» EXERCISE REQUIREMENTS
Ignoring every picture, transcribe the data in full as it stands.

» TASK INPUT
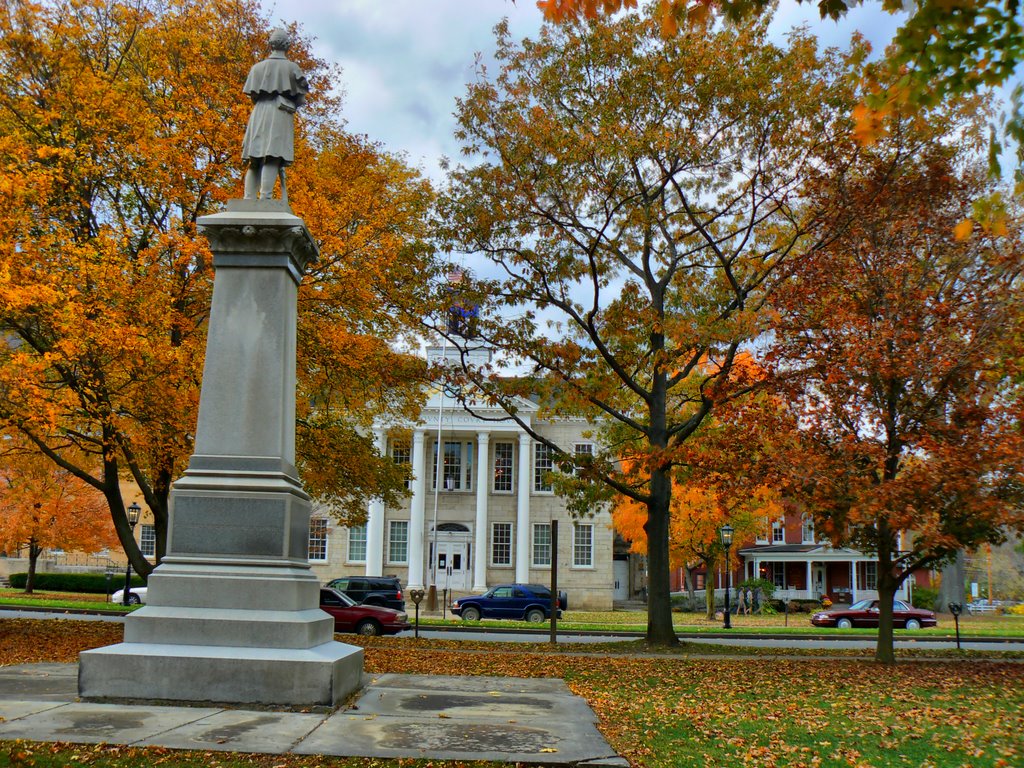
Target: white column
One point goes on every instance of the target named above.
(482, 484)
(416, 532)
(522, 531)
(375, 521)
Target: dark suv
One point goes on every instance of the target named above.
(385, 591)
(526, 601)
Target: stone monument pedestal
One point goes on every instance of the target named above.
(232, 610)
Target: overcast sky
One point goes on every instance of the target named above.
(404, 61)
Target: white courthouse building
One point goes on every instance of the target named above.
(485, 517)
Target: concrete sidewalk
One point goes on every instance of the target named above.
(528, 721)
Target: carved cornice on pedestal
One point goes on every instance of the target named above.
(259, 233)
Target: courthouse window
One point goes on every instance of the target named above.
(543, 466)
(542, 544)
(397, 542)
(317, 539)
(501, 544)
(357, 544)
(583, 545)
(503, 466)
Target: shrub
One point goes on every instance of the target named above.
(89, 583)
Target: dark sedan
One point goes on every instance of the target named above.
(361, 620)
(865, 613)
(518, 601)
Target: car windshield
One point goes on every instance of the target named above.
(345, 599)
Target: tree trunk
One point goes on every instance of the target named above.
(34, 553)
(887, 591)
(659, 629)
(953, 578)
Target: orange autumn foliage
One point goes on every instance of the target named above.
(120, 125)
(41, 509)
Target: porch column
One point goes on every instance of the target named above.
(375, 520)
(522, 513)
(482, 476)
(416, 513)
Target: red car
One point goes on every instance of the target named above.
(865, 613)
(361, 620)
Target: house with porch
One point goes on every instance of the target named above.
(480, 510)
(788, 554)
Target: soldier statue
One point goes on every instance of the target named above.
(278, 88)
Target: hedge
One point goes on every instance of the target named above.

» TASK RESPONSE
Target: white column
One point goes on every instance of the target named above.
(482, 484)
(416, 532)
(522, 531)
(375, 521)
Target: dark suv
One point goes on every instance of the target named above.
(385, 591)
(526, 601)
Target: stone monument pedestal
One point goes on every instance of the target named above.
(232, 610)
Target: overcast sky
One point goes on every instance of the target named above.
(404, 61)
Target: white courthouse building
One point goes on every instance of the target named above.
(485, 517)
Target: concrete sidewalk
One point goes on every instance of the target named above.
(528, 721)
Target: carved cornice on pedestal
One point goes on every instance of the target named above.
(259, 233)
Target: courthouse window
One point goes on every instance of the target named above.
(543, 466)
(542, 544)
(397, 542)
(317, 539)
(501, 544)
(357, 544)
(583, 545)
(503, 466)
Target: shrub
One point goes on every instance of the target named above.
(89, 583)
Target: dark sedan
One point goes on every instance of the target named above.
(361, 620)
(865, 613)
(518, 601)
Target: car windshield
One point goes on every instance of the target named above.
(345, 599)
Target: tree trunk
One point goes on every instance of the target named above.
(34, 553)
(887, 591)
(659, 629)
(953, 578)
Target: orange autumn foliage
One point goes on every instance of the target named above.
(120, 125)
(41, 509)
Target: porch column
One point goes on every instance of the target named above.
(375, 520)
(522, 513)
(482, 476)
(416, 513)
Target: red car
One point goes on every instance of the target named above.
(865, 613)
(361, 620)
Target: house with porch
One point goes on every instance of the target named above.
(480, 510)
(788, 554)
Target: soldier statue
One point goes on every instance of the target named above.
(278, 88)
Target: hedge
One point goes on every instance of the target named above.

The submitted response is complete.